Arnaud Lachaize : Pas vraiment. Les quotas sont comme un serpent de mer. Depuis 20 ans, dès qu’un gouvernement veut donner une impression de fermeté, il lâche le mot quota, comme un mot magique qui serait censé faire vibrer l’opinion en donnant une image de maîtrise des choses. On en parlait déjà dans les débats du début des années 2000 et la discussion de la loi Sarkozy en 2003. Le sujet revient constamment, comme un leitmotiv de l’impuissance publique. 

En l’espèce, il ne s’agit pas d’améliorer la maîtrise de l’immigration. L’idée serait de négocier des quotas d’accueil pour les travailleurs venus de pays tiers, hors Union européenne. Elle serait donc plutôt de renforcer l’immigration professionnelle. Cette dernière représentait, en 2018, 32 815 personnes, c’est-à-dire un faible pourcentage des entrées totales connues : d’une part 255 550 « premiers titres de séjour » dont 89 185 migrants sur motif familial et 80 339 étudiants, et d’autre part, 122 743 demandeurs d’asile.

__________________________________________________

→ **Consignes écrites**:
• 1. Reproduisez à l'identique le passage sur les quotas, depuis « Arnaud Lachaize : Pas » jusqu'à « de l’impuissance publique. » inclus.
• 2. D'après le passage sur les quotas, dans quel but un gouvernement lâche-t-il le mot quota ? Répondez en une à trois phrases.

[Données d'annotation de coordonnées]
__________________________________________________

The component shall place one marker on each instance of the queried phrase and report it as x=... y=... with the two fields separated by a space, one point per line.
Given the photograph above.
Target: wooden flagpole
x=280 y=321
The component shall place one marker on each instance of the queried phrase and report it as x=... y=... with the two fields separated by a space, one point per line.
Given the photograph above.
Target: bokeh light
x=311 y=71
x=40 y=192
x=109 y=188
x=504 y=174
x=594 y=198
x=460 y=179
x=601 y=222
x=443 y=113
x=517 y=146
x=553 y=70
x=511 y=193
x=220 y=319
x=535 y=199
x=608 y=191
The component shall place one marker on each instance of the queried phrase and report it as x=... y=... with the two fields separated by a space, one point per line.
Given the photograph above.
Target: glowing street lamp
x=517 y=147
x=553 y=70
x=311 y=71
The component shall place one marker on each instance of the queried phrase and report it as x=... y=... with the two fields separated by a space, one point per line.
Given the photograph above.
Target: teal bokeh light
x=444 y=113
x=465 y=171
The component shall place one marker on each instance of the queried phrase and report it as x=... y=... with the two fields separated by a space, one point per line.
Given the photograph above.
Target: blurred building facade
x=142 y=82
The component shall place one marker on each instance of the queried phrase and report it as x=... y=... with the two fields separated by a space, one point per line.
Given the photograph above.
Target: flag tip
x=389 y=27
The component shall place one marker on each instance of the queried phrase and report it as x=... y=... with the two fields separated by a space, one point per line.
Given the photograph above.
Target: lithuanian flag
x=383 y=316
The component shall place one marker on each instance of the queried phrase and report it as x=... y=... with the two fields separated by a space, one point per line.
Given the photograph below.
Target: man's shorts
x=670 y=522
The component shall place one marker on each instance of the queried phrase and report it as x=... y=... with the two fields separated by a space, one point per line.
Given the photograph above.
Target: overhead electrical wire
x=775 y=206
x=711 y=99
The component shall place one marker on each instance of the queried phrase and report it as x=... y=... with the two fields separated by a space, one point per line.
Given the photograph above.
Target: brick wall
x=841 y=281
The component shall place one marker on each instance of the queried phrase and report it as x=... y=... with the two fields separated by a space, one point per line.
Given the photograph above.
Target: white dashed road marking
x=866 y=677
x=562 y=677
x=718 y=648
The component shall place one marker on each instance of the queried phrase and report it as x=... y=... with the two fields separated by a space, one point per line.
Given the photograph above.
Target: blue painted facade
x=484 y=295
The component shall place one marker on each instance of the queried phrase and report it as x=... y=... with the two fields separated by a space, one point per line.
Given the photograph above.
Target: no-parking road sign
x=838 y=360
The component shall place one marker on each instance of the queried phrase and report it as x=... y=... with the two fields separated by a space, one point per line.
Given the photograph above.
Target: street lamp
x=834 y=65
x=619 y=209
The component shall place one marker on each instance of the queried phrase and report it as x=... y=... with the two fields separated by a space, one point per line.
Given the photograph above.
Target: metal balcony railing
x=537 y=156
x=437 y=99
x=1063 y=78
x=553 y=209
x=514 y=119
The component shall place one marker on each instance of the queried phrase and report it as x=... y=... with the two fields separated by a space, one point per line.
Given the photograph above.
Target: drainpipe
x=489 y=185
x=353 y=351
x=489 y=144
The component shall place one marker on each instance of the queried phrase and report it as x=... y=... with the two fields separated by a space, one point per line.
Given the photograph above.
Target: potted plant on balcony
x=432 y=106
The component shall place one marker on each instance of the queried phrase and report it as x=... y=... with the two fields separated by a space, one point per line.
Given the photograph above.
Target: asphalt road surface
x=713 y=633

__________________________________________________

→ **Réponses attendues**:
• 1.
Arnaud Lachaize : Pas vraiment. Les quotas sont comme un serpent de mer. Depuis 20 ans, dès qu’un gouvernement veut donner une impression de fermeté, il lâche le mot quota, comme un mot magique qui serait censé faire vibrer l’opinion en donnant une image de maîtrise des choses. On en parlait déjà dans les débats du début des années 2000 et la discussion de la loi Sarkozy en 2003. Le sujet revient constamment, comme un leitmotiv de l’impuissance publique.

• 2. Un gouvernement lâche le mot quota pour donner une impression de fermeté. Le mot est censé faire vibrer l'opinion en donnant une image de maîtrise des choses.